Records shown =>
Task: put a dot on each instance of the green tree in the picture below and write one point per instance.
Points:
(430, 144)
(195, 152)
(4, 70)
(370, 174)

...

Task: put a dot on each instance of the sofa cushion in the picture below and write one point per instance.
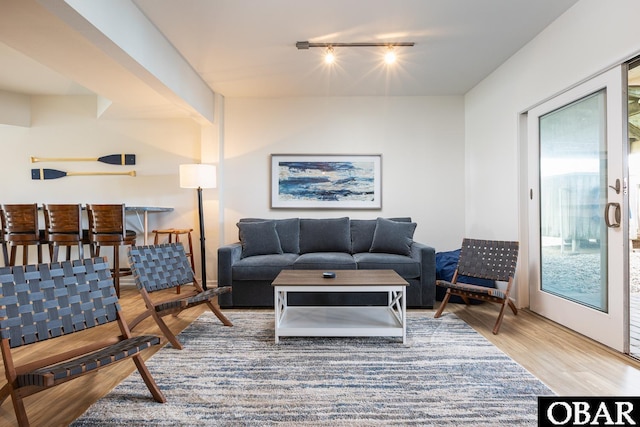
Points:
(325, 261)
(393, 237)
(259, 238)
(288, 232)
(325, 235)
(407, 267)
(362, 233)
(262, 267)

Required action => The answer must consist of every line from the data that contains the word "each".

Solution to this exercise =>
Task: put a dot on each instance of the green tree in the picture below and write one point per instance.
Task: put a dot on each instance of the sofa cushion in the picture below and write one point per instance.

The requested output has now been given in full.